VCE Methods Integral Calculus Application Task 15

Question 1 [2019 Exam 2 Section B Q5]

Let \(f: \mathbb{R} \to \mathbb{R}\), \(f(x) = 1 - x^3\). The tangent to the graph of \(f\) at \(x=a\), where \(0 < a < 1\), intersects the graph of \(f\) again at \(P\) and intersects the horizontal axis at \(Q\). The shaded regions shown in the diagram below are bounded by the graph of \(f\), its tangent at \(x=a\) and the horizontal axis.

a. Find the equation of the tangent to the graph of \(f\) at \(x=a\), in terms of \(a\). 1 mark

b. Find the \(x\)-coordinate of \(Q\), in terms of \(a\). 1 mark

c. Find the \(x\)-coordinate of \(P\), in terms of \(a\). 2 marks

Let \(A\) be the function that determines the total area of the shaded regions.

• Dataset:
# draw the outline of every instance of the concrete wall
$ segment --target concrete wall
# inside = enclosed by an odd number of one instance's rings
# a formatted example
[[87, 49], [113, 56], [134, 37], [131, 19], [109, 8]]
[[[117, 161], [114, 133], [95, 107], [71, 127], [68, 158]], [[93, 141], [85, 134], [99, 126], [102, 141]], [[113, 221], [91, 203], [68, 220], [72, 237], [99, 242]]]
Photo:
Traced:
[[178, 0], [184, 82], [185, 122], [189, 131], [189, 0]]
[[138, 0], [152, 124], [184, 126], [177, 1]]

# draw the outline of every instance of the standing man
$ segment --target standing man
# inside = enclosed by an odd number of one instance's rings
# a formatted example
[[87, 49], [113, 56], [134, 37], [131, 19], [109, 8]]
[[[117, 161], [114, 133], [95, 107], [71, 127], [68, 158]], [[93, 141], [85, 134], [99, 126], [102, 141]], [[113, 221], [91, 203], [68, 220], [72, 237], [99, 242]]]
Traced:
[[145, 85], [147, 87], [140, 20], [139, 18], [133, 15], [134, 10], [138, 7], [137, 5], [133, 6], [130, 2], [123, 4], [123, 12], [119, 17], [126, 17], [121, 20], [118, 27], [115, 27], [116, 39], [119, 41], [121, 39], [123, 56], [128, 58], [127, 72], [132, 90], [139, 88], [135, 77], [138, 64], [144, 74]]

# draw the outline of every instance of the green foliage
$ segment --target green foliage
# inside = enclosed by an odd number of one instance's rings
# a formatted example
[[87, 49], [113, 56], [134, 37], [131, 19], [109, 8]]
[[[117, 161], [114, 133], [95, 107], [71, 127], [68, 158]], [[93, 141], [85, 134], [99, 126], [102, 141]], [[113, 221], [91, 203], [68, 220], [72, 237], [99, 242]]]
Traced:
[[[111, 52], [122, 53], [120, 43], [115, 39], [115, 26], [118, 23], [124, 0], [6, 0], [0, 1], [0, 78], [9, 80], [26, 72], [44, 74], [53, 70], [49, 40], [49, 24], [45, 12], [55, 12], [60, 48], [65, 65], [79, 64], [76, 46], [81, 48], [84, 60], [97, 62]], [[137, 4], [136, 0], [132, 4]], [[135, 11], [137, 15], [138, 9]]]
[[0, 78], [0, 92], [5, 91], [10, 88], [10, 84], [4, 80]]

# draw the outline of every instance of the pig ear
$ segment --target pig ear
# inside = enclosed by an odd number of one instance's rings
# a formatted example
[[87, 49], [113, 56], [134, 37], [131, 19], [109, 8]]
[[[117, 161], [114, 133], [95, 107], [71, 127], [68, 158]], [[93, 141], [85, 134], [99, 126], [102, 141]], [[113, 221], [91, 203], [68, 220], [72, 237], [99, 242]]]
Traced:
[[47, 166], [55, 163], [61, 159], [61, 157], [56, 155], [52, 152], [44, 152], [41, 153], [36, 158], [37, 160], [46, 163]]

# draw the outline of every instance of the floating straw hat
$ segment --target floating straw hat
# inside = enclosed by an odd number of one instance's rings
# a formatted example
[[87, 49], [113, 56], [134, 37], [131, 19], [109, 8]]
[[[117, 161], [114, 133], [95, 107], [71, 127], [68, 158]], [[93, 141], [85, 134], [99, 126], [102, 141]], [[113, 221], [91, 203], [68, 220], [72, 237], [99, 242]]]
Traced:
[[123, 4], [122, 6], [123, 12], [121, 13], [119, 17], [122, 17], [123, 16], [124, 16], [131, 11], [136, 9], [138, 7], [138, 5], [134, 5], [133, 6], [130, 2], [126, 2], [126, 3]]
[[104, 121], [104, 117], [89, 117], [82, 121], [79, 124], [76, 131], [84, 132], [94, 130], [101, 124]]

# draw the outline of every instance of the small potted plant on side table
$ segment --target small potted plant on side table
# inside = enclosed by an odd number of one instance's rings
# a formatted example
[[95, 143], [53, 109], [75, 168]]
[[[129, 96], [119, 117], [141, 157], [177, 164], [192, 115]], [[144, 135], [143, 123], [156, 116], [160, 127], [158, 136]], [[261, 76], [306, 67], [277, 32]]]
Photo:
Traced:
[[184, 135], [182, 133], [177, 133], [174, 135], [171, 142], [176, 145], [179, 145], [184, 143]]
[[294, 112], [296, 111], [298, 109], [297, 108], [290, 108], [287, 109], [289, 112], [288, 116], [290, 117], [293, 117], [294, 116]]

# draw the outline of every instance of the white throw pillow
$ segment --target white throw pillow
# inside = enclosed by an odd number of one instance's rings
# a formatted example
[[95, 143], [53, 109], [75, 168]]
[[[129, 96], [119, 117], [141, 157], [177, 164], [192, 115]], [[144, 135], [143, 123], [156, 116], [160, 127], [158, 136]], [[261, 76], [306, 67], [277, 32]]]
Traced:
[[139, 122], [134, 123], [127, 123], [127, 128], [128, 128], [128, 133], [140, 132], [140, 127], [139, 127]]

• Challenges:
1) Answer these from the integral calculus task:
(a) What rule is given for f?
(b) Between what values does a lie?
(c) How many marks is part c worth?
2) Continue the integral calculus task from the point where it stops.

• Results:
1)
(a) f(x) = 1 − x³
(b) Between 0 and 1 (0 < a < 1)
(c) 2 marks

2)
d. Find the rule of \(A\), in terms of \(a\). 3 marks

e. Find the value of \(a\) for which \(A\) is a minimum. 2 marks

Consider the regions bounded by the graph of \(f^{-1}\), the tangent to the graph of \(f^{-1}\) at \(x=b\), where \(0 < b < 1\), and the vertical axis.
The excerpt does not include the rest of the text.